Set the pictures aside and write down, exactly as they appear, the lines from the one containing "like [302, 113]." through the end of the material.

==== INPUT RECORDS ====

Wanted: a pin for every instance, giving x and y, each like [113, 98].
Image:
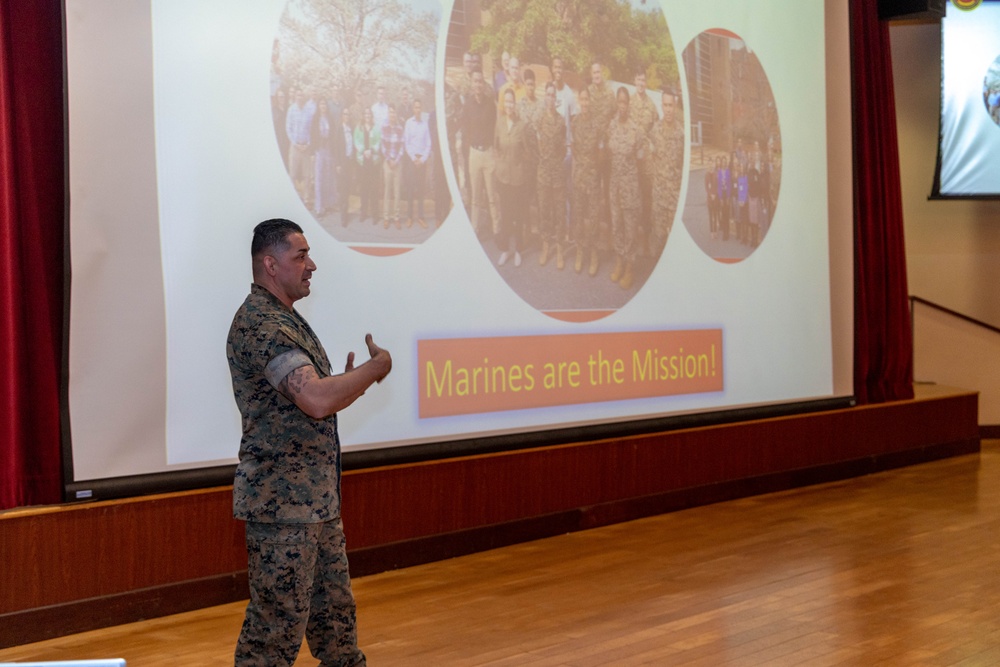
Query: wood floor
[898, 568]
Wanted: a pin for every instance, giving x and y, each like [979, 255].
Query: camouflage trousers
[552, 212]
[299, 585]
[625, 214]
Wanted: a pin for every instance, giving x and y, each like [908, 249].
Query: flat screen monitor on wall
[721, 190]
[970, 102]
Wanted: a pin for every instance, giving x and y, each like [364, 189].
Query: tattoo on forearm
[294, 383]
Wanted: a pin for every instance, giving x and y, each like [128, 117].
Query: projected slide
[970, 101]
[553, 214]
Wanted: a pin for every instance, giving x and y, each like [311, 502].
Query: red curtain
[32, 201]
[883, 344]
[31, 250]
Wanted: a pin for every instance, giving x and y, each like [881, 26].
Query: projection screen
[699, 241]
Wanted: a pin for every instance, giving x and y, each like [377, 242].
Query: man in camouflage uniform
[551, 130]
[602, 105]
[625, 140]
[667, 139]
[287, 484]
[644, 112]
[587, 136]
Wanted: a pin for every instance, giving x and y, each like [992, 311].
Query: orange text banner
[460, 376]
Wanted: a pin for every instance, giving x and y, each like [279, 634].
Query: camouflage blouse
[289, 469]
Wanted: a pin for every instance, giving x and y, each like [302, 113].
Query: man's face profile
[291, 267]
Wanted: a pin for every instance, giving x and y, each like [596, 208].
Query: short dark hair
[272, 233]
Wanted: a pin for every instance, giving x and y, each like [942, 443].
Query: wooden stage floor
[896, 568]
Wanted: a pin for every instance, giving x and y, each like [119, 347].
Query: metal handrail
[949, 311]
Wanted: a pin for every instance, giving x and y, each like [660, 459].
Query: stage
[77, 567]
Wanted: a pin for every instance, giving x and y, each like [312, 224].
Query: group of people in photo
[739, 190]
[366, 160]
[583, 175]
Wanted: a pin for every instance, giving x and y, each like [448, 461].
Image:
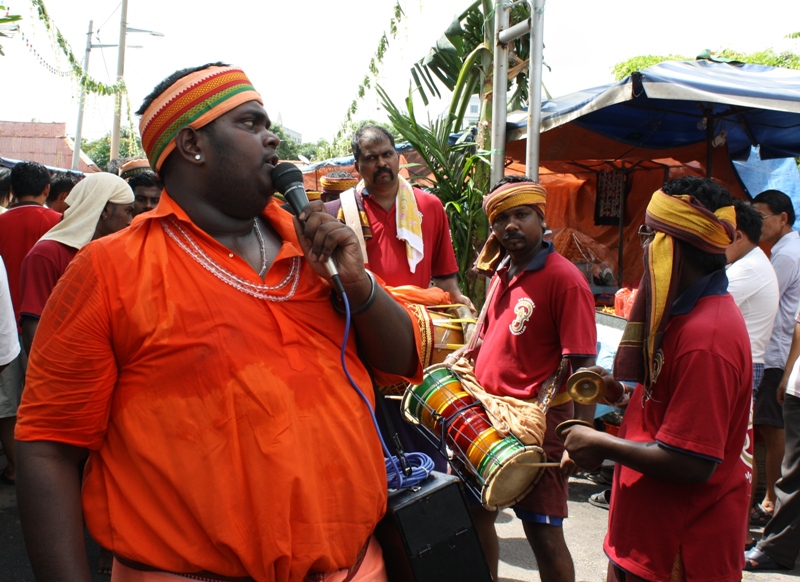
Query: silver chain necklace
[262, 247]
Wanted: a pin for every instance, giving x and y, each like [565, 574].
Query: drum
[501, 469]
[444, 329]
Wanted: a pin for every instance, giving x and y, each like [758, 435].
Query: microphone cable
[420, 463]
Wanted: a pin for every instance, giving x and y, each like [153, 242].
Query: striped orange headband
[514, 194]
[192, 101]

====

▶ **ANSWER AREA**:
Wanted: a pin for every instance, giving x and y, each like [302, 113].
Query: man's face profile
[291, 267]
Wanted: a pin for every instance, giving x and y, each like [596, 208].
Query: short dark hair
[272, 233]
Wanted: a pin for every instance, giving x and y, each like [942, 443].
Query: wooden stage floor
[896, 568]
Wanted: a pin for every instance, giving x and y, each like [119, 347].
Query: metal handrail
[949, 311]
Wanted: a pin for every instance, giving x and y, each like [660, 459].
Query: stage
[77, 567]
Wanted: a pin for every instance, giving x and y, each like [312, 224].
Query: group of people in photo
[739, 190]
[366, 160]
[583, 175]
Wanted: a pin for every instance, giving x and y, each like [448, 461].
Image:
Query: silver chain necklace
[262, 247]
Wanted: a pin for every instance, giving x and y, each like [565, 574].
Query: drum
[501, 469]
[444, 329]
Wanted: a pin for every instance, giving x and y, each like [758, 435].
Query: microphone cable
[420, 463]
Wanted: a pin for every instance, giving x and y, each like [153, 242].
Query: striped orange headband
[514, 194]
[192, 101]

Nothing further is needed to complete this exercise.